Which lines of the material below contain the word "grass"? Return every such line, copied in full.

**** RECORDS PROVIDED ****

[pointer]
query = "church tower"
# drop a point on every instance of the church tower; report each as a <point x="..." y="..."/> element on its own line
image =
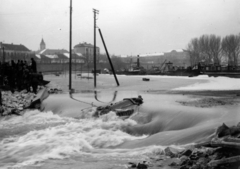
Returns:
<point x="42" y="45"/>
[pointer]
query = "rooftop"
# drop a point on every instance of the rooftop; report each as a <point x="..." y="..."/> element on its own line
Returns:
<point x="15" y="47"/>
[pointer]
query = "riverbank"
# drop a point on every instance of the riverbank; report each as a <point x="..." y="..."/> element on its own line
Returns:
<point x="65" y="135"/>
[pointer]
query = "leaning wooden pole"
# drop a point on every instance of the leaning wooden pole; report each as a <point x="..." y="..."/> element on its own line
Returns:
<point x="94" y="49"/>
<point x="108" y="57"/>
<point x="70" y="49"/>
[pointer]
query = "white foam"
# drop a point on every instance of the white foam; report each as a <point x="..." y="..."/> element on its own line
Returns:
<point x="218" y="83"/>
<point x="69" y="137"/>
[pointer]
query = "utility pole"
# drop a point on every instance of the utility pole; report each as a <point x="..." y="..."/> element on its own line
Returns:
<point x="70" y="49"/>
<point x="94" y="48"/>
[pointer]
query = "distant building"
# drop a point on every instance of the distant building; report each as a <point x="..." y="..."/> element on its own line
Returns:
<point x="87" y="50"/>
<point x="53" y="51"/>
<point x="15" y="52"/>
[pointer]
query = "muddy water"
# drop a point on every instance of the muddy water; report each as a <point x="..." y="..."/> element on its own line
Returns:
<point x="65" y="135"/>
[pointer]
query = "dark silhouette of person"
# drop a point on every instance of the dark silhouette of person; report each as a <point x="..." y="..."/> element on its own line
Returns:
<point x="34" y="66"/>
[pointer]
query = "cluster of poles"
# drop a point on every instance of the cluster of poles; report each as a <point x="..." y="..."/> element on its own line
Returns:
<point x="94" y="51"/>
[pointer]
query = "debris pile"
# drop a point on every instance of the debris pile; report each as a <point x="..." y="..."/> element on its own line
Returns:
<point x="222" y="151"/>
<point x="13" y="103"/>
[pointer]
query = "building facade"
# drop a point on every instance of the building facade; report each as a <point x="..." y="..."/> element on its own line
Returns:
<point x="15" y="52"/>
<point x="87" y="50"/>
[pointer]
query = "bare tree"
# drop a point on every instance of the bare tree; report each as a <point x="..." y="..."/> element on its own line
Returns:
<point x="193" y="51"/>
<point x="231" y="48"/>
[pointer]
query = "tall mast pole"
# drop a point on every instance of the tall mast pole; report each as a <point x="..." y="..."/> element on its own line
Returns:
<point x="70" y="49"/>
<point x="94" y="48"/>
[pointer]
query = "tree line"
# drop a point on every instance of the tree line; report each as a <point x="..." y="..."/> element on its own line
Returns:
<point x="212" y="49"/>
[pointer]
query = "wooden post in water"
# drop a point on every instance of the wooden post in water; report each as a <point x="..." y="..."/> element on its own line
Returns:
<point x="94" y="49"/>
<point x="108" y="57"/>
<point x="70" y="49"/>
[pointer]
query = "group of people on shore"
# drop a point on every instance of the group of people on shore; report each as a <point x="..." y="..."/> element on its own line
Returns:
<point x="20" y="76"/>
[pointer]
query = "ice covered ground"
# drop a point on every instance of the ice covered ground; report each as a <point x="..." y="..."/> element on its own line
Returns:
<point x="66" y="136"/>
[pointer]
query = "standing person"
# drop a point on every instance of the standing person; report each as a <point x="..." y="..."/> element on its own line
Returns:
<point x="34" y="65"/>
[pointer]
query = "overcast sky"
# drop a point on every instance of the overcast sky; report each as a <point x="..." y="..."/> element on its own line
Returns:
<point x="128" y="26"/>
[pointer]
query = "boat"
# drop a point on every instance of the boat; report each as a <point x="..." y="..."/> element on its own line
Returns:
<point x="124" y="108"/>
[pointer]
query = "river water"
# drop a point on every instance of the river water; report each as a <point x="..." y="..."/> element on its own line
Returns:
<point x="65" y="135"/>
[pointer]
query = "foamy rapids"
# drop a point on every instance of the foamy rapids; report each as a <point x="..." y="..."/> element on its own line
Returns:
<point x="38" y="136"/>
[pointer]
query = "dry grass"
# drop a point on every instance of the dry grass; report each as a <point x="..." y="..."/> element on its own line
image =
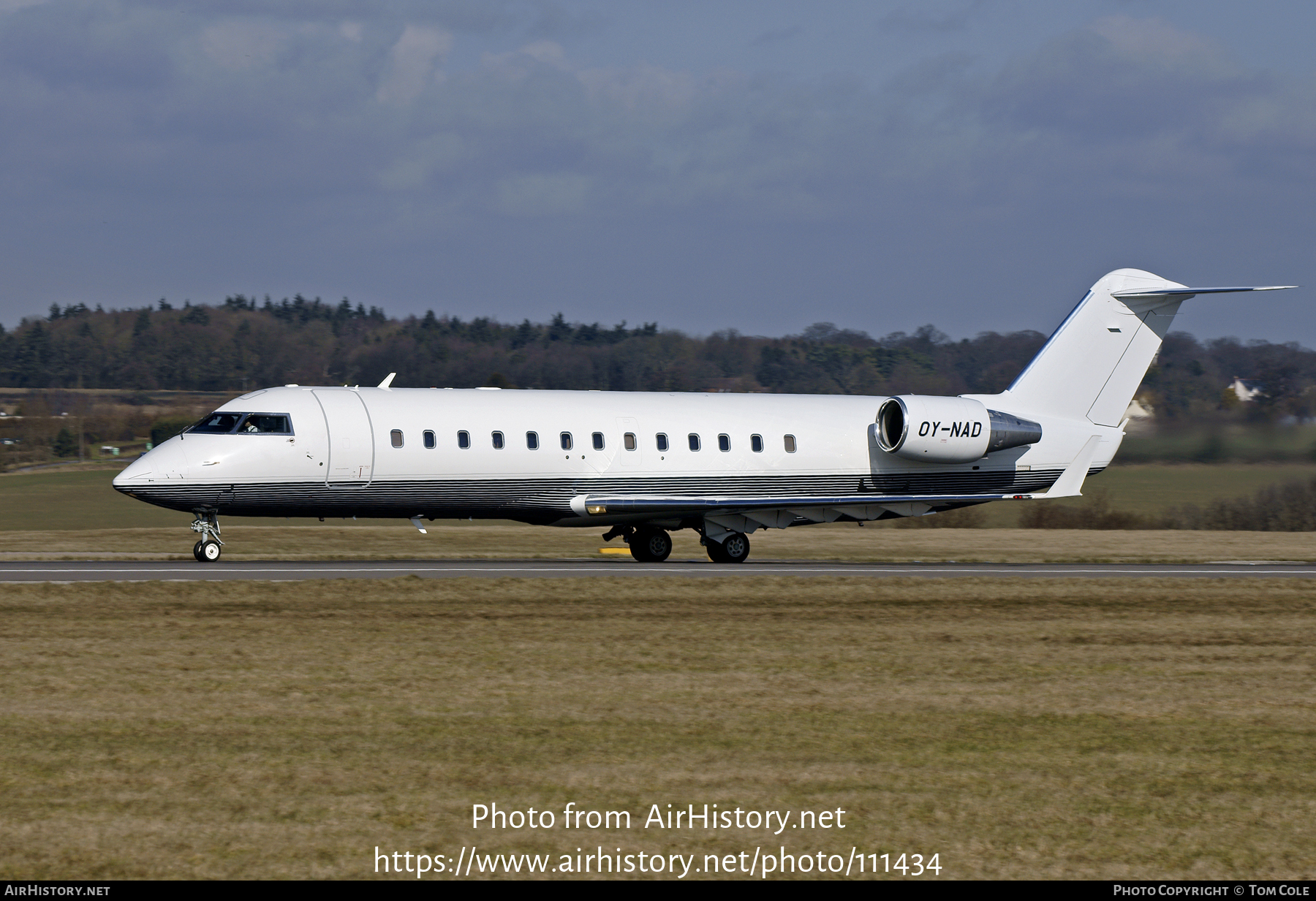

****

» **FINISHED ANSWER**
query = "dry grass"
# drop a point on every instance of the dry grass; report each as a <point x="..." y="..."/> element on its own line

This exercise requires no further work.